REQUIREMENT 1
Count the lines of the records below that contain the word "concrete", and give only that number.

EXCERPTED TEXT
Panoramic renderings of a panoramic sketch (left), mirrored around the horizontal axis to ensure correct viewing (right)

5.3 Rendering Panoramic Sketches

The panoramic images were rendered using the freely available FSPviewer panoramic viewer [62]. Alternatively, the sketches could be viewed in a smartphone panoramic viewer where the viewing tilt and direction is controlled by the orientation and tilt of the mobile handset. This allows the sketch to be updated in conjunction with the head movements of the user. Note that this strategy will not allow the user to move around the scene (translation). However, the purpose is to give a convincing experience, not actual functionality.

A suitable horizontal viewing range had to be set in the panoramic rendering software. The horizontal viewing angle parameter controls the size of the viewport onto the panorama specified as a horizontal angle. The front opening of the viewing box was 7.5 cm high and 16.8 cm wide, and the depth of the box was 14 cm. The viewing angle can be found simply as 2atan(W/2D) where W is the width of the opening and D is the depth of the viewing chamber (the distance from front opening to the back opening).

The vertical viewing range of the opening was therefore approximately 30° while the horizontal viewing range of the opening was 60°. The vertical and horizontal displayable viewing range by the reflected image of the smartphone was 34° and 58°, respectively. This is because the dimensions of the iphone 6 display are 10.4 × 5.6 cm and the distance from the smartphone to the viewer was 9.5 cm. The distance between the smartphone to the viewer is calculated as the sum of the distance from the smartphone to the mirror and the distance from the mirror to the viewer (see Fig. 8). The images were thus rendered with a viewing angle of 60°.

SUPPLIED MATERIAL
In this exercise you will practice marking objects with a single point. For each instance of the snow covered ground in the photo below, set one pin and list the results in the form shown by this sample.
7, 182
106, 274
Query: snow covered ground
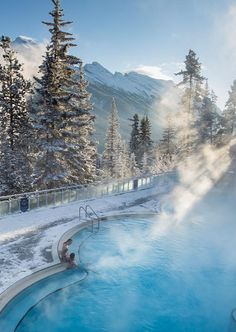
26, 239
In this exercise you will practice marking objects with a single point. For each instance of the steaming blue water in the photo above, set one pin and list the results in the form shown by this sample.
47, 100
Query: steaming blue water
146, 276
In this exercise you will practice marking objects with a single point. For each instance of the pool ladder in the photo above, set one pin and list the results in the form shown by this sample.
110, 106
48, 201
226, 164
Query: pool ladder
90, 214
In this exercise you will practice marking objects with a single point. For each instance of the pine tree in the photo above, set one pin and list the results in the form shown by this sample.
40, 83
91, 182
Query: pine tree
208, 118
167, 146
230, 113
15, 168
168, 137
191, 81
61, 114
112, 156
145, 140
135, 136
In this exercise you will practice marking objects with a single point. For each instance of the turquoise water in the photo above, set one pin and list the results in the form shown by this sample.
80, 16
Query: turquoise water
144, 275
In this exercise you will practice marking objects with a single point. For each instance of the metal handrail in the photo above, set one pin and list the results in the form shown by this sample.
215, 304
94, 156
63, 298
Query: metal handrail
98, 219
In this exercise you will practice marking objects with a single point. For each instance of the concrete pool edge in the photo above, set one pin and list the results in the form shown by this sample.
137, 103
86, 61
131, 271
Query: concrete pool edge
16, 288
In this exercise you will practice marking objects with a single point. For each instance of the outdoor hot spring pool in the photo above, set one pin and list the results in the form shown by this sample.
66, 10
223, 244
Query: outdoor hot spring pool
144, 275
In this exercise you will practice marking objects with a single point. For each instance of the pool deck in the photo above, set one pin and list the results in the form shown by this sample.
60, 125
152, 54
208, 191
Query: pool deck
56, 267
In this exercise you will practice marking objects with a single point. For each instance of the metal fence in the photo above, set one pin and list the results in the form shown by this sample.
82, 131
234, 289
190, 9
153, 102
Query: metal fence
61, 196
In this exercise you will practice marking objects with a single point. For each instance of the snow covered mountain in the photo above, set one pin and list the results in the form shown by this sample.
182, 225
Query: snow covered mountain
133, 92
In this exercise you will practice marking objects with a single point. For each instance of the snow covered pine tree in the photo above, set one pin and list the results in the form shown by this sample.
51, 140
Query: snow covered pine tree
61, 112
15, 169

REQUIREMENT 2
Reproduce word for word everything from "5.3 Rendering Panoramic" down to "not actual functionality." in the text on rendering panoramic sketches above.

EXPECTED ANSWER 1
2

EXPECTED ANSWER 2
5.3 Rendering Panoramic Sketches

The panoramic images were rendered using the freely available FSPviewer panoramic viewer [62]. Alternatively, the sketches could be viewed in a smartphone panoramic viewer where the viewing tilt and direction is controlled by the orientation and tilt of the mobile handset. This allows the sketch to be updated in conjunction with the head movements of the user. Note that this strategy will not allow the user to move around the scene (translation). However, the purpose is to give a convincing experience, not actual functionality.